(GIVEN DATA):
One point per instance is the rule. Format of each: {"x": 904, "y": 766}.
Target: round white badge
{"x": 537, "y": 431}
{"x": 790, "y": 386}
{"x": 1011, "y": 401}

(AIM OF THE TASK): Reproduce the material above word for word, keeping every line as it stands.

(COMPLETE ANSWER):
One point per instance is the rule. Format of each: {"x": 904, "y": 766}.
Target: round white badge
{"x": 537, "y": 431}
{"x": 790, "y": 386}
{"x": 1011, "y": 401}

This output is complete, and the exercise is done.